** begin **

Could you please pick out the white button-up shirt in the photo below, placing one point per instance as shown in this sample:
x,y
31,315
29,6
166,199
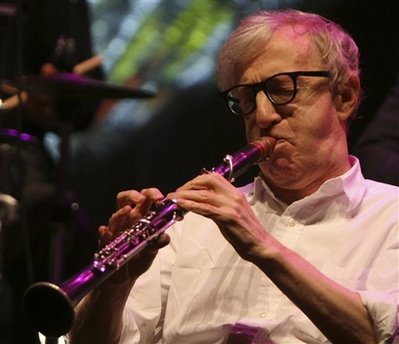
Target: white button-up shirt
x,y
199,290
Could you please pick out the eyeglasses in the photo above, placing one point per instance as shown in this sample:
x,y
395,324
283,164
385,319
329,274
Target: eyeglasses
x,y
280,89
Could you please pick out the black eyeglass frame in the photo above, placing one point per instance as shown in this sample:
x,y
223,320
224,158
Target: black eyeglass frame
x,y
262,86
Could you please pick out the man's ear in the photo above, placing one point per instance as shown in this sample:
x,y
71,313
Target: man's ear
x,y
347,98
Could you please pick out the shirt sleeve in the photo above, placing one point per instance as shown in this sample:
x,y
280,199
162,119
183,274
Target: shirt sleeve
x,y
381,298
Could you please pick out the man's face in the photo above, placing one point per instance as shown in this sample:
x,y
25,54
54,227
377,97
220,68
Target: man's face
x,y
309,130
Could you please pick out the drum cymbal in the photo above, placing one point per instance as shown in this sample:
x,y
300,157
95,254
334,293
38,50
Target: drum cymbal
x,y
69,85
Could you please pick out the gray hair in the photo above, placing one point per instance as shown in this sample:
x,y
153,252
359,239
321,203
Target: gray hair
x,y
335,46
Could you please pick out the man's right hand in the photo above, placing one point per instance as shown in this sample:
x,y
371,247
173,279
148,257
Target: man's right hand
x,y
132,205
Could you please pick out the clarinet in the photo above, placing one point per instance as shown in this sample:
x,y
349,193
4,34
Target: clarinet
x,y
50,307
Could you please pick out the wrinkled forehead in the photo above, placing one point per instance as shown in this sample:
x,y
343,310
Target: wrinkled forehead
x,y
285,50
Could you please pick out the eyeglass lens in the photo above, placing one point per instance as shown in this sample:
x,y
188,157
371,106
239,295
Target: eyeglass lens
x,y
280,90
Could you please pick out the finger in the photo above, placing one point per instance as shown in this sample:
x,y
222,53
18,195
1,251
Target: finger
x,y
129,197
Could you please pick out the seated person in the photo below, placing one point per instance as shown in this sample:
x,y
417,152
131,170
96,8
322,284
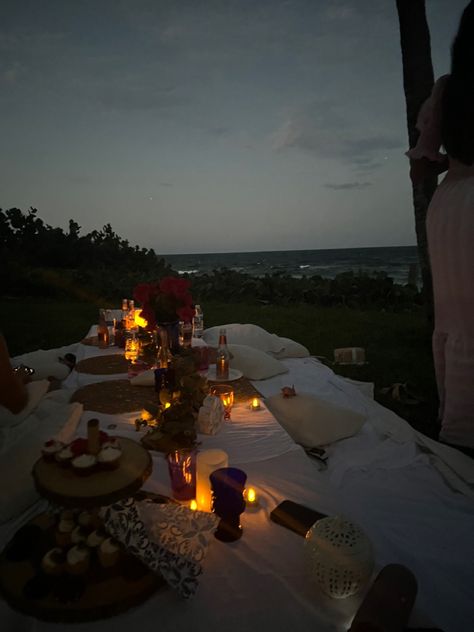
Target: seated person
x,y
13,392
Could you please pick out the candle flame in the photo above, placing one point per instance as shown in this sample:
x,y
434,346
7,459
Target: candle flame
x,y
139,320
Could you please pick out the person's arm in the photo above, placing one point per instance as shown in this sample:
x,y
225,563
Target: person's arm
x,y
425,157
13,393
422,168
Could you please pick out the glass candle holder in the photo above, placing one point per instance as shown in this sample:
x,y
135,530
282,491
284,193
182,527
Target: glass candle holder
x,y
182,471
132,349
227,485
226,394
207,461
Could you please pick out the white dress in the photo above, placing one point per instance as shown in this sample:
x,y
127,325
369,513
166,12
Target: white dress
x,y
450,231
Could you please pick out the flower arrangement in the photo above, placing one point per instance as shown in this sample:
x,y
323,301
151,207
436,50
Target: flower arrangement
x,y
165,301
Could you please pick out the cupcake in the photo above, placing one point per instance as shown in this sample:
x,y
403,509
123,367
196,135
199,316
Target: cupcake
x,y
78,535
84,464
109,457
111,442
109,552
64,530
78,559
64,456
95,539
51,448
54,562
85,520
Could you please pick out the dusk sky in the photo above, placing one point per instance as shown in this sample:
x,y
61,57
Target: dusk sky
x,y
212,126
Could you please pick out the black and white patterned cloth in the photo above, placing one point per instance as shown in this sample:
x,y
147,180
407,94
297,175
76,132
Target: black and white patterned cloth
x,y
170,539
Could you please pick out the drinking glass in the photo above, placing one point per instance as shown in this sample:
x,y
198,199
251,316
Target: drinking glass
x,y
227,490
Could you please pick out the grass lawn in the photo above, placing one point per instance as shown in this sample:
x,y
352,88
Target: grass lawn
x,y
398,345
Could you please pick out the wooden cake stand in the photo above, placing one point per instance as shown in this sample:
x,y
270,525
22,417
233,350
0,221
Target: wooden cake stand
x,y
99,592
65,487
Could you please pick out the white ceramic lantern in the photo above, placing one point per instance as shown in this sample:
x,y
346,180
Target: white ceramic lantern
x,y
340,555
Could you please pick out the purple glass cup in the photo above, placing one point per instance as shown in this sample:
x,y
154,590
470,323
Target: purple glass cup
x,y
182,470
227,487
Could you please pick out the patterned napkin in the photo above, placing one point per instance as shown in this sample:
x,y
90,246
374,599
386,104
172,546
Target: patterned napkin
x,y
170,539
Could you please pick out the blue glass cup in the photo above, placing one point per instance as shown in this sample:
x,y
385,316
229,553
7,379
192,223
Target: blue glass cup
x,y
227,493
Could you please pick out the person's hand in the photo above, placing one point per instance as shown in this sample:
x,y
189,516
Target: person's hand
x,y
23,373
423,168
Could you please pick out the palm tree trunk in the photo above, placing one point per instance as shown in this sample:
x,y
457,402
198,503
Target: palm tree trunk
x,y
418,82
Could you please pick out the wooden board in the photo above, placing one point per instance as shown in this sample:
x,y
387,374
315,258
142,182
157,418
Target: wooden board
x,y
65,487
115,397
103,365
104,592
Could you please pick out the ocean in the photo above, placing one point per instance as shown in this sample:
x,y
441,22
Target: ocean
x,y
394,261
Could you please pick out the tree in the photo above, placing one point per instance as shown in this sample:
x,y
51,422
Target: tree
x,y
418,82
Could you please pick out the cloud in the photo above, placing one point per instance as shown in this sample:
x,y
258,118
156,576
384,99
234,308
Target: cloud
x,y
327,130
140,97
344,186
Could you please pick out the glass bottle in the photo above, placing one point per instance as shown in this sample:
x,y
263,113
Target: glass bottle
x,y
222,357
198,322
102,331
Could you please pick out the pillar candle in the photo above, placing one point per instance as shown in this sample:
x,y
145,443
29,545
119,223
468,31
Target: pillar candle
x,y
207,461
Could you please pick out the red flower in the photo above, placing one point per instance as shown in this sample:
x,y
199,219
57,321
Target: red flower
x,y
144,292
186,313
165,301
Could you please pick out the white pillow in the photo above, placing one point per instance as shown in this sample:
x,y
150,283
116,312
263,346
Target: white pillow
x,y
251,335
254,364
311,421
46,362
36,391
291,349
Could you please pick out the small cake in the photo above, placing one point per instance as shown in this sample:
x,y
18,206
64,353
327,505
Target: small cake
x,y
53,563
108,458
64,456
95,539
63,532
86,520
84,464
111,442
109,552
78,559
78,535
51,448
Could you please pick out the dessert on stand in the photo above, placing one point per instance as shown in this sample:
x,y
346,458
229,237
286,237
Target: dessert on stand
x,y
63,565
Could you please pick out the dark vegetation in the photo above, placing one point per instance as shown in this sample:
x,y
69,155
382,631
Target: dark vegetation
x,y
53,281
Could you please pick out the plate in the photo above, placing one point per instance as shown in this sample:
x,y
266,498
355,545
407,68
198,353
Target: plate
x,y
234,374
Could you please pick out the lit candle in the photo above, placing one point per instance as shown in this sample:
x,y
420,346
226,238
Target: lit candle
x,y
251,499
206,462
139,320
255,404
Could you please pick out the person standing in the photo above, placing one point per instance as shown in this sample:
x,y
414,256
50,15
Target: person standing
x,y
447,119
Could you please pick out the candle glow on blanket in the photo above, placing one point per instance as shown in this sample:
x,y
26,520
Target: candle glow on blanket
x,y
255,404
139,320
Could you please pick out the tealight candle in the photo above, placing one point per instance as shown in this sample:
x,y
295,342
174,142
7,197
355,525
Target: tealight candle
x,y
251,500
255,404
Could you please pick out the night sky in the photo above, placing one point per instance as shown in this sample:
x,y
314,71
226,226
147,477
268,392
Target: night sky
x,y
212,126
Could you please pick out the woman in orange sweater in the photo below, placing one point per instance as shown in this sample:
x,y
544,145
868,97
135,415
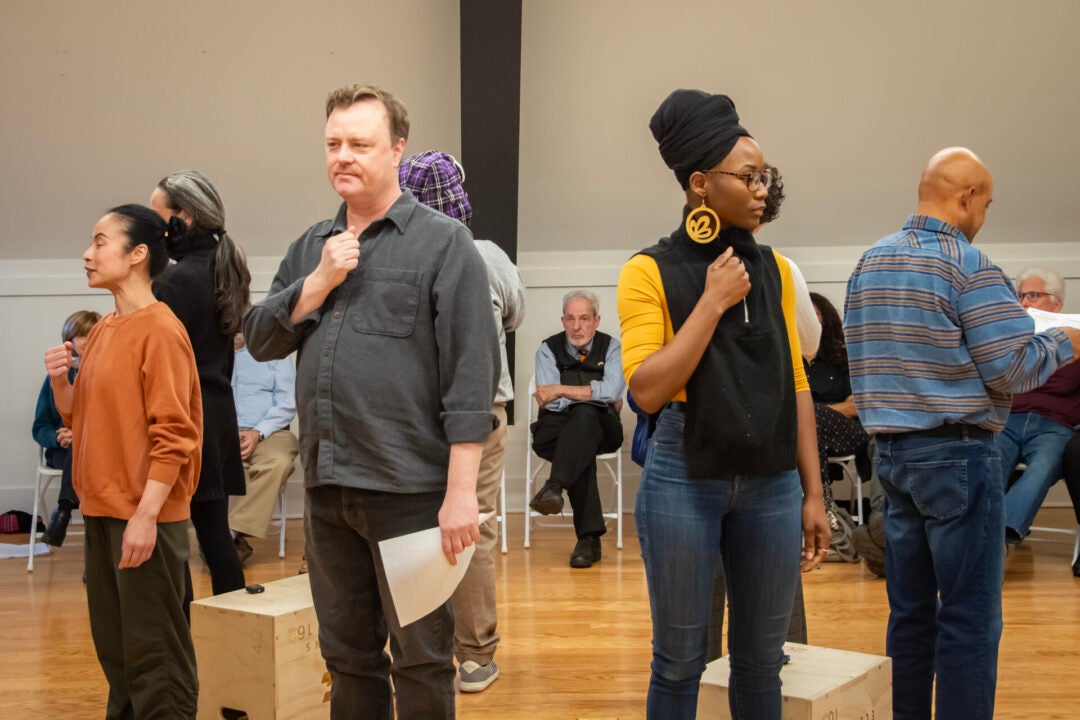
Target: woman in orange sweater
x,y
135,413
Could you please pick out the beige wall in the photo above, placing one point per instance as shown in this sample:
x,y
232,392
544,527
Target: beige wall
x,y
99,99
849,98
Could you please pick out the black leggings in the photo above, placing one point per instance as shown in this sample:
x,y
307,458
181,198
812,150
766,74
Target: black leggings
x,y
211,519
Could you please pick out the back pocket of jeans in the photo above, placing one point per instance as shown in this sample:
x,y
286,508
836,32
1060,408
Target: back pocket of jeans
x,y
939,488
386,301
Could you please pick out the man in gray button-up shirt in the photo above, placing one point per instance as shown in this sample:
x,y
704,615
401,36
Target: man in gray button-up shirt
x,y
397,362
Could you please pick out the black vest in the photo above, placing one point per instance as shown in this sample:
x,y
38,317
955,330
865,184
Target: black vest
x,y
740,417
572,370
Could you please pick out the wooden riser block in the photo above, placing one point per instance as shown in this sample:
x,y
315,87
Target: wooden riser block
x,y
259,653
819,684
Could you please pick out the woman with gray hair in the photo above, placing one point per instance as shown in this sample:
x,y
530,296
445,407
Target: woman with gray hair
x,y
207,289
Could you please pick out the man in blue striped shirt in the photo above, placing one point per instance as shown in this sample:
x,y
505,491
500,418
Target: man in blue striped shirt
x,y
937,343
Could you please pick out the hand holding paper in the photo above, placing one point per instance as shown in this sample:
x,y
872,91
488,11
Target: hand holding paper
x,y
419,575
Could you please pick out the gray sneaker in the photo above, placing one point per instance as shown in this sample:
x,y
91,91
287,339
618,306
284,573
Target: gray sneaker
x,y
474,677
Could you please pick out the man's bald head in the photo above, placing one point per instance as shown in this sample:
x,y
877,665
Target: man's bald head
x,y
957,188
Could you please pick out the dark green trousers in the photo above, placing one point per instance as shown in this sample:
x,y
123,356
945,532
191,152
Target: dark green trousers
x,y
136,617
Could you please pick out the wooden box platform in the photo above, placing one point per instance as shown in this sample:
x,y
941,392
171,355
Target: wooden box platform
x,y
259,653
819,684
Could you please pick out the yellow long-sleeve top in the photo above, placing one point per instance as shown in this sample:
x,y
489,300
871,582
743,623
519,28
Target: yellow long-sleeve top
x,y
647,324
137,415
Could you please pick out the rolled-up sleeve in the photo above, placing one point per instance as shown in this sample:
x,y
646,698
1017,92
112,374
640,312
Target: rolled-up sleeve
x,y
610,389
269,330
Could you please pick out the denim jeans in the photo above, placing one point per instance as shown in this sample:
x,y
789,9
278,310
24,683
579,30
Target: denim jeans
x,y
1039,443
754,522
342,528
944,520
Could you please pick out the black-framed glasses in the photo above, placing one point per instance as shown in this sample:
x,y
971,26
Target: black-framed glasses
x,y
763,177
1034,297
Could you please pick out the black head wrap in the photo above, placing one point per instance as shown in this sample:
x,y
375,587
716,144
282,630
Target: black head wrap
x,y
694,131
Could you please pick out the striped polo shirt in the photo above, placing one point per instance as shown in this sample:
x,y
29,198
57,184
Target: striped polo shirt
x,y
935,334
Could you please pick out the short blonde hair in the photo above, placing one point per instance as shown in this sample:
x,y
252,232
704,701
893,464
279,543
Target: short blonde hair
x,y
79,324
396,113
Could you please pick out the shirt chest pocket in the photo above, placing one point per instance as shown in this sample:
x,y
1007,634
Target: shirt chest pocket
x,y
386,302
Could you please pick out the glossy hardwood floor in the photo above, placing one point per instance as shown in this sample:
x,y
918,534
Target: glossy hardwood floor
x,y
575,642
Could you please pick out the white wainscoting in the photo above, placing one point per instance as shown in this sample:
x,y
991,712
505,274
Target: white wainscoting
x,y
37,295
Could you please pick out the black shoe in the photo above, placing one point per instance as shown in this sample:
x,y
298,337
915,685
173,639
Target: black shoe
x,y
244,548
56,531
586,552
549,501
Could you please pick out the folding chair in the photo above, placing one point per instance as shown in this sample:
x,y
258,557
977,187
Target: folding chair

** end **

**Exercise instructions:** Starting at the line that contains "Could you please pick out the black head" and ending with the last line of the records, copy every line again in full, adjusting each answer coordinate by -7 and leaving all other numbers unchanged.

**The reply:**
Could you please pick out the black head wrap in the photo above, placing one point per instance as shown in this sample:
x,y
375,587
716,144
282,630
Target: black head wrap
x,y
687,124
Could you please pick out the striped polo shirt in the photo above, placing one point per instance as shown in this sample:
x,y
29,198
57,184
Target: striped polo shirt
x,y
928,327
Could you please pick out the short blonde hair in the photo above, placing one point per instance as shown in this sample:
x,y
252,232
704,701
893,464
279,543
Target: short blonde hair
x,y
72,317
389,106
Could you please pick out the shirt chest pocket in the photo above, placing one point per instance as shown in this sample:
x,y
1007,634
Target: shirt chest pocket
x,y
379,295
Could you please pick out the glossy hardwood floor in the photo above, placing one point per instance as shown in this sample:
x,y
918,534
Target: glossy hardwood floor
x,y
568,635
Could you please pick out the white wainscoting in the photo above, placing one point per instance as shown in this sample:
x,y
991,712
505,274
Target: white wainscoting
x,y
30,288
Could you please pick out the black shoe in the photo above, placing one point per instance as shown in this sample:
x,y
298,337
915,685
173,639
Target: black shoe
x,y
237,541
49,524
579,545
542,494
Could you please pick out the folding chair in the photo above, placing one point per instance as shown in this sample:
x,y
258,557
977,187
Target: folding chair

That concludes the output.